Coordinate annotation records:
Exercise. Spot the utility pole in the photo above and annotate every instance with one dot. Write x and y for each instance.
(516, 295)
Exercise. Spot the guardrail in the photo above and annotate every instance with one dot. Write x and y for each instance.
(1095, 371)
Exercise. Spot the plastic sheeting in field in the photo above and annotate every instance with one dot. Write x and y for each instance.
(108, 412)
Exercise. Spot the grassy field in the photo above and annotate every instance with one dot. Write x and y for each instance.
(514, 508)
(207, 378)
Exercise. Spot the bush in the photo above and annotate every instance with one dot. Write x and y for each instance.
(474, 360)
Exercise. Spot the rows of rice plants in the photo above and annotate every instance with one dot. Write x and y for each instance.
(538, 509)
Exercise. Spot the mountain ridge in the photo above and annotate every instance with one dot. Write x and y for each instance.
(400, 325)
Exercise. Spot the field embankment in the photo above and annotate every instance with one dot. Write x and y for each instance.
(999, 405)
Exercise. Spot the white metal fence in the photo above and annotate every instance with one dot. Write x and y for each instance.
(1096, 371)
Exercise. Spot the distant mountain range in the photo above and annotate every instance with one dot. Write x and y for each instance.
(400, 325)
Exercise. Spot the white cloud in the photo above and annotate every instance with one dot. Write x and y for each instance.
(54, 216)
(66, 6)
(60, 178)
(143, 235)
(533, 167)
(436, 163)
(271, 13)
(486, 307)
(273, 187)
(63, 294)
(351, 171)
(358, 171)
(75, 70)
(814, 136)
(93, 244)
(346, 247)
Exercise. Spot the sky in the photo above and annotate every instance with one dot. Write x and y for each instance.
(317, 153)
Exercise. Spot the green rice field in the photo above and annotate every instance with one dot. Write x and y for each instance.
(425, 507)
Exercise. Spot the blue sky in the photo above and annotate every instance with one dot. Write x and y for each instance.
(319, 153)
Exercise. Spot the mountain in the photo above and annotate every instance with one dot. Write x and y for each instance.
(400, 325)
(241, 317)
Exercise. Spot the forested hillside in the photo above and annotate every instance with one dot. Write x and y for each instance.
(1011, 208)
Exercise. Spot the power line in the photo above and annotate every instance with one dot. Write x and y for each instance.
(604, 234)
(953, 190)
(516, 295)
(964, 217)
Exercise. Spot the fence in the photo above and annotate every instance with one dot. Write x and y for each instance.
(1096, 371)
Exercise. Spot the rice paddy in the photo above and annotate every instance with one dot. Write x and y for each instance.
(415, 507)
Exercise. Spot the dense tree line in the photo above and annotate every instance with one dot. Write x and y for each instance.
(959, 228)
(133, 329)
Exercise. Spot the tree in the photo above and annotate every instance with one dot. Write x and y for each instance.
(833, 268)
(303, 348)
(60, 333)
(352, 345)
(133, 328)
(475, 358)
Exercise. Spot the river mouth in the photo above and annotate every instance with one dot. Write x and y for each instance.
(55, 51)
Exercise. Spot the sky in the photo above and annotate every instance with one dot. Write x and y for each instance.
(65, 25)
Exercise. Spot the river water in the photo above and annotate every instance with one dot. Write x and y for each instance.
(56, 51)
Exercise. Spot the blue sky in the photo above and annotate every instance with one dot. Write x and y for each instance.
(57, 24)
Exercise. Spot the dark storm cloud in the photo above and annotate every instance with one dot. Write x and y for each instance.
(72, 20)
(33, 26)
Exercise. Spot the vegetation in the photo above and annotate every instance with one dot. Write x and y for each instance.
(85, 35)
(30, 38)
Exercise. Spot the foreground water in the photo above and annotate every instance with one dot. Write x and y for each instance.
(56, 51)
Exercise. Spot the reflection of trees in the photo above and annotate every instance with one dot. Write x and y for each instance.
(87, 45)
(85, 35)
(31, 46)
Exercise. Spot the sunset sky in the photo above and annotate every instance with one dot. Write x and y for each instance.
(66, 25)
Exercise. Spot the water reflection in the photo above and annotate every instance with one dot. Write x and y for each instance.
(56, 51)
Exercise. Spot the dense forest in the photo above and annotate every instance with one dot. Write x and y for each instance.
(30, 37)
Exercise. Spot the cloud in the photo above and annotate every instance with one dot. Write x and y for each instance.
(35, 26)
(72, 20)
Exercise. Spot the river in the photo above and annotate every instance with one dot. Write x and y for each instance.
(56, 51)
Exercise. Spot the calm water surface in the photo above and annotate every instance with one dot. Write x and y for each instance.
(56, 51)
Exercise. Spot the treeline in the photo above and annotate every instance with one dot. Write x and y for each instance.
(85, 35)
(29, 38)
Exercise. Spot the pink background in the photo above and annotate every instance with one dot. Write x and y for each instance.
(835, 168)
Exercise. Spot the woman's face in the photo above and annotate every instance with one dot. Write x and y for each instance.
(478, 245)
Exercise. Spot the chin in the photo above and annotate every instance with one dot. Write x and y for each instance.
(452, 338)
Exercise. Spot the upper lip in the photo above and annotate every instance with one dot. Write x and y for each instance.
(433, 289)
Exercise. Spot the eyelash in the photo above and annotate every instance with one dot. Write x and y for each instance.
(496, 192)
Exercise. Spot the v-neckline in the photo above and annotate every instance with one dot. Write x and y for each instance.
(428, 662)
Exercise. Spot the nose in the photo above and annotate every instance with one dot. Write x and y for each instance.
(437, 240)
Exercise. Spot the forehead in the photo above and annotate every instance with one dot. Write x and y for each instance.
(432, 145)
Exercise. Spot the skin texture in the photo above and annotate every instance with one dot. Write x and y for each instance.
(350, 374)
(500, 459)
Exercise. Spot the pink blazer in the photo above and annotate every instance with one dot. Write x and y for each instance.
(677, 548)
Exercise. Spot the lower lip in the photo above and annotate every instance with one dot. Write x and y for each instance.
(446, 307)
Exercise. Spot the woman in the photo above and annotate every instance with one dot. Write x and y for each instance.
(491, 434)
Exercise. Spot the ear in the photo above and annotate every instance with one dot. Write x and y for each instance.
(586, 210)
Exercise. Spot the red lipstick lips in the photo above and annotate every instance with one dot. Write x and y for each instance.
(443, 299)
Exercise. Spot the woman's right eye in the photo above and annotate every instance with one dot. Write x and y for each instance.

PROMPT: Update the lines above so that "one dot" becomes "a single point" wherever it appears. Keep everything else the same.

COMPLETE ANSWER:
Exercise. Spot the utility pole in the photo above and annotate every instance with a single point. Write x and y for each instance.
(516, 295)
Exercise. Spot the guardrail in the photo above and annotate every instance with a single point. Write x and y for each instance.
(1095, 371)
Exercise. Spot the plastic sheeting in field in the photo above and annotate every instance with a single point. Write x and y for each instance.
(108, 412)
Exercise. Spot the grassy field in the photo above and annotate every instance with a single point. Write x and y for each instance.
(514, 508)
(207, 378)
Exercise. Spot the bush in the photo above and annotate every instance with a single point. Write x and y for each instance.
(474, 360)
Exercise. Spot the rows of rice plants in the photo above and annotate every instance with a single point. Write x and y for each instance.
(538, 509)
Exercise. Spot the mountain ridge in the photo above and annotate every instance with a single point. Write x and y for each instance.
(400, 325)
Exercise. Spot the field embankment in the photo above and annotate every instance with a single point. Write x and y for each instance.
(999, 405)
Exercise. Spot the white metal fence in the photo above and annotate every instance with a single point. Write x and y for each instance.
(1096, 371)
Exercise. Spot the distant mountain range in the photo above and annotate every instance with a single point. Write x and y for each instance.
(400, 325)
Exercise. Spot the white cloud in the photo above and annotate every instance with a single point. Write x and y for each instance.
(54, 216)
(66, 6)
(60, 178)
(143, 235)
(533, 167)
(436, 163)
(271, 13)
(486, 307)
(273, 187)
(63, 294)
(351, 171)
(358, 171)
(75, 70)
(814, 136)
(93, 244)
(346, 247)
Exercise. Spot the sky in the photo above and annotate every instance with a single point. Write x and y for each instance.
(317, 153)
Exercise. Spot the green rice field in the photo above and annotate every instance with a single point. Write x and y for each instance.
(425, 507)
Exercise. Spot the blue sky in the photo above and annotate every instance with a single point. Write x and y for each instance.
(319, 153)
Exercise. Spot the mountain in the photo above and annotate every instance with a single point. Write x and y for each instance.
(400, 325)
(241, 317)
Exercise. Spot the forested hillside in the photo above and annotate every instance with a single point. Write x and y for each instance.
(1011, 208)
Exercise. Spot the power line in the photo above and annotate every instance with a single point. Write x and y for each instance.
(604, 234)
(953, 190)
(516, 295)
(964, 217)
Exercise. Spot the fence in the photo above and annotate every instance with a single point. Write x and y for each instance.
(1096, 371)
Exercise. Spot the rice paddy in the photo above and annotate every instance with a single point. Write x and y for each instance.
(415, 507)
Exercise. Spot the dense tree line in the photo above and annotate every instance with a single point. Write x and y for each instance.
(959, 228)
(133, 329)
Exercise. Spot the tree in the photo above and annotate every instance with a single point. Write x and y for each instance.
(833, 268)
(303, 348)
(60, 333)
(352, 345)
(133, 328)
(475, 358)
Exercise. Spot the river mouth in the photo above and annotate every instance with a single point. Write x and y for each instance.
(55, 51)
Exercise. Spot the sky in the photo above and annotate every instance with a single point. Write x and y for each instance.
(65, 25)
Exercise. Spot the river water in the photo above and annotate every instance with a single point. Write x and y for each instance.
(56, 51)
Exercise. Spot the blue sky in the photo above and annotate every instance with a single point. Write x and y for each instance.
(57, 24)
Exercise. Spot the dark storm cloud in the photo above and annotate every instance with a single point. Write x and y for each instance.
(72, 20)
(33, 26)
Exercise. Spot the vegetation in the photo above and annotate every instance with a single point. Write x and y for each instance.
(85, 35)
(30, 38)
Exercise. Spot the foreground water in the photo above and annotate every instance with a single point. Write x and y for each instance.
(56, 51)
Exercise. Spot the reflection of trees in the photo above and annotate every instance with a single point. Write x and y for each instance.
(87, 45)
(85, 35)
(31, 46)
Exercise. Spot the sunset sky in the photo above and annotate every instance with a single point. Write x and y for each instance.
(66, 25)
Exercise. Spot the water reflection in the photo above and annotate every instance with a single point. Write x and y for each instance.
(56, 51)
Exercise. Spot the dense forest in the photo above and annotate every instance with a single point. Write x and y for each instance.
(30, 37)
Exercise. Spot the cloud in the photo above and annotate every instance with a single point. Write x and y for each instance.
(35, 26)
(72, 20)
Exercise. Spot the river in the photo above and annotate every instance with a single point. Write x and y for each instance.
(56, 51)
Exercise. Spot the calm water surface in the photo above and annotate every instance with a single point. Write x and y for each instance.
(56, 51)
Exercise. Spot the treeline in the photo above and annotate every instance with a single point. Write x and y for each instance.
(85, 35)
(29, 38)
Exercise. Spot the pink background in the photo above and annotate every instance with a single point. Write x and y for each instance.
(835, 168)
Exercise. Spot the woman's face in the photo above and annotate every instance with a single point. Write x and y for each instance.
(478, 245)
Exercise. Spot the chin in the photo above and annotate every instance with a single point. Write x and y for each instance.
(452, 338)
Exercise. Spot the upper lip in the photo above and annotate every instance with a single point. Write x and y for each instance.
(433, 289)
Exercise. Spot the eyelash in the photo above and annotate every instance with a single point. Write x and y for each instance.
(496, 192)
Exercise. Spot the v-neckline in the photo above and annotate every instance with a single point. Write x and y for each instance.
(428, 662)
Exercise. Spot the nose in the photo above and annotate every instance with a single point. Write x and y for each instance.
(437, 240)
Exercise. Spot the forehead in the photo above and annotate every instance with a single point. Write x and y for each instance.
(432, 145)
Exercise. Spot the skin texture in the photo above and annotate every instance with a single point. Write x and y for each instance.
(350, 374)
(500, 459)
Exercise. Spot the pink blazer in the photo above and annotate every instance with a single point. Write x and y for each instance.
(677, 548)
Exercise. Spot the lower lip in the photo above and annotate every instance with a single point. Write x and y for each instance.
(446, 307)
Exercise. Spot the woman in the photo above and annotate every instance with a single point. Write x and y for each instance.
(491, 434)
Exercise. Spot the ear in the photo above and annotate every instance with a single point. Write x and y for each instance.
(586, 210)
Exercise. Spot the red lipstick lips in the photo above and annotate every instance with a single point. Write x and y for each instance.
(443, 299)
Exercise. Spot the woman's right eye in the photo above and annotate every instance with a single point. Write x and y for each instance.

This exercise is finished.